[[ Exercise passage, beginning ]]

UI computer science researchers receive NSF driving simulation grant

IOWA CITY, Iowa -- Two University of Iowa researchers have received a $20,000 grant from the National Science Foundation (NSF) to support collaborative driving simulation research between the University and IRISA, a French national research center located in Rennes, France.

Joseph Kearney and James Cremer, computer science professors in the UI College of Liberal Arts, are principal investigators on a project in which researchers from Iowa and IRISA will share information, data and software on driving simulation. According to Kearney, "Interactive driving simulation is proving to be a valuable tool for understanding the causes of crashes and strategies for crash prevention. Because of the world-wide interest in driving safety, it is particularly appropriate to investigate this new technology through international cooperation."

The new grant compliments two previously awarded NSF grants including a $323,000 grant on scenario modeling for virtual environments awarded to Kearney and Cremer and a $200,000 equipment grant awarded to Kearney and Cremer and their UI colleagues Jon Kuhl, professor of electrical and computer engineering, and Florian Potra, professor of mathematics.

Both institutions are established centers for driving simulation. In addition to the work being done by Kearney, Cremer and their colleagues, University of Iowa researchers have conducted related research using the Iowa Driving Simulator (IDS), since 1991 the world's second-most advanced driving simulator, next to Germany's Daimler-Benz simulator. Also, the approximately $46 million National Advanced Driving Simulator (NADS), to be completed in the spring of 1999 at the UI's Oakdale Research Park, will be the world's most advanced driving test facility used to research safety issues, such as the effects of medical conditions or medications on drivers, and to help design safer and more efficient highways and vehicles.

[[ Exercise passage, end ]]

- Task directions
Reproduce everything in the NSF grant article from "The new grant" down to "professor of mathematics.", putting "hardware grant" in place of "equipment grant". The data after this point is separate material, unrelated to the article.

[[ Excerpted records, beginning ]]

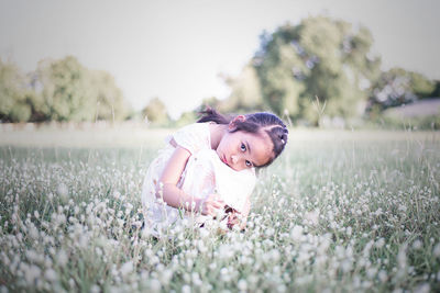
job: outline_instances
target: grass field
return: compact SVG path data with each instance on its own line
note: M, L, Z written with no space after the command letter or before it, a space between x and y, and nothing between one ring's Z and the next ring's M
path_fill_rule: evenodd
M140 230L169 131L3 131L0 291L440 291L440 133L292 129L244 233Z

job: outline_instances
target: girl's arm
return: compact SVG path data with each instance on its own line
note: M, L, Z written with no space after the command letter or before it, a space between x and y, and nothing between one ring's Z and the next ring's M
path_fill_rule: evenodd
M177 188L177 183L190 155L191 154L187 149L176 146L176 150L173 153L160 178L160 182L163 187L162 191L156 187L156 196L160 198L162 192L164 202L173 207L183 207L186 211L201 212L204 215L216 215L217 210L222 209L224 203L218 200L215 194L201 201L194 199L194 196Z
M232 228L234 225L240 225L240 229L243 230L246 227L249 212L251 211L251 201L248 196L244 207L241 213L232 212L228 216L228 227Z

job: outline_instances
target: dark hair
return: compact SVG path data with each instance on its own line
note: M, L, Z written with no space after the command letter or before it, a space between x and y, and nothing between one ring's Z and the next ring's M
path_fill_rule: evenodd
M212 121L217 124L229 124L235 117L233 115L222 115L209 106L199 113L201 114L201 117L197 121L197 123ZM256 166L257 168L266 167L271 165L284 150L284 147L287 144L288 129L277 115L268 112L257 112L245 114L244 116L244 121L234 122L235 127L232 132L242 131L246 133L258 133L260 129L263 128L267 133L274 145L274 157L271 158L265 165Z

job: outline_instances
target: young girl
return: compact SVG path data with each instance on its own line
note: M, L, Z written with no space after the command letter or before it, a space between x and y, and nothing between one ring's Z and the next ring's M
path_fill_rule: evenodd
M184 218L202 225L221 211L228 226L245 218L255 185L255 168L268 166L287 143L287 127L276 115L228 117L212 109L195 124L167 137L145 176L142 204L145 228L161 237Z

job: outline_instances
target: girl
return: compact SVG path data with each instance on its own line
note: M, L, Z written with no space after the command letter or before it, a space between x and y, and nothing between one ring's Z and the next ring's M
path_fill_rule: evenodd
M228 226L245 226L255 168L268 166L287 143L287 127L276 115L228 117L208 108L195 124L166 139L152 161L142 189L145 228L161 237L193 218L201 224L221 211Z

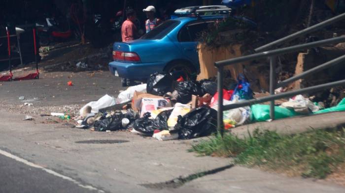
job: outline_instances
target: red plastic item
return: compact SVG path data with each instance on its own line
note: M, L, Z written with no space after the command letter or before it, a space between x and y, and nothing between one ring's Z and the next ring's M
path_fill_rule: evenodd
M9 38L9 32L6 31L7 36L7 49L8 49L8 66L9 67L9 75L0 77L0 81L10 81L12 79L13 75L12 74L12 67L11 64L11 47Z
M231 100L231 97L234 93L234 90L227 90L225 89L223 89L223 99L226 100L227 101ZM218 92L216 92L212 97L211 100L210 107L212 107L214 103L218 102Z
M38 72L38 63L37 61L37 46L36 45L36 29L34 28L33 29L34 35L34 50L35 61L36 62L36 72L34 73L29 74L28 75L21 77L16 77L13 80L15 81L24 81L25 80L39 79L39 72Z
M178 78L176 81L178 82L183 82L184 81L184 79L183 79L183 77L182 77L182 76L180 76L180 78Z
M13 77L13 75L12 74L12 73L10 73L9 75L5 75L0 77L0 81L10 81Z

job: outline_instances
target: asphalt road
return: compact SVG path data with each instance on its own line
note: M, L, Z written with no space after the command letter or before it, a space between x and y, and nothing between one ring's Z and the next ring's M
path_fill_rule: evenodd
M0 193L99 193L0 155Z

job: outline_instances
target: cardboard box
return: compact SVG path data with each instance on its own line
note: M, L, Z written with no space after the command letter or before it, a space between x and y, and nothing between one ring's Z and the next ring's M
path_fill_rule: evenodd
M163 98L163 97L160 96L156 96L144 92L135 91L133 95L133 99L132 100L132 108L133 110L138 111L140 110L140 106L141 103L141 99L143 98Z

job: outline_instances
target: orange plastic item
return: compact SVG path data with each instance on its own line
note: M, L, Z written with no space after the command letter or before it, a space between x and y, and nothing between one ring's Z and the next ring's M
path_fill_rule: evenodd
M180 76L180 78L179 78L178 79L176 80L176 81L179 83L181 82L183 82L184 81L184 79L183 79L183 77L182 77L182 76Z

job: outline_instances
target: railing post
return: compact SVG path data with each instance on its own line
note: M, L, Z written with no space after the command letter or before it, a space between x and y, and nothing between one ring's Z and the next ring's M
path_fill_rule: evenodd
M218 67L217 80L218 90L218 114L217 115L217 128L220 135L223 137L224 133L223 122L223 76L224 67Z
M276 56L270 57L270 95L275 94L276 89ZM271 101L270 106L270 116L271 119L275 119L275 101Z

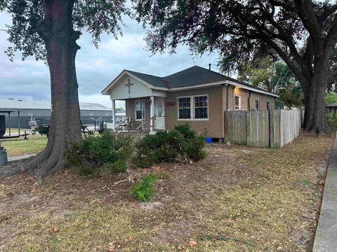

[[ Excerpted records, end ]]

- Response below
The new grant compliments two previously awarded NSF grants including a $323,000 grant on scenario modeling for virtual environments awarded to Kearney and Cremer and a $200,000 hardware grant awarded to Kearney and Cremer and their UI colleagues Jon Kuhl, professor of electrical and computer engineering, and Florian Potra, professor of mathematics.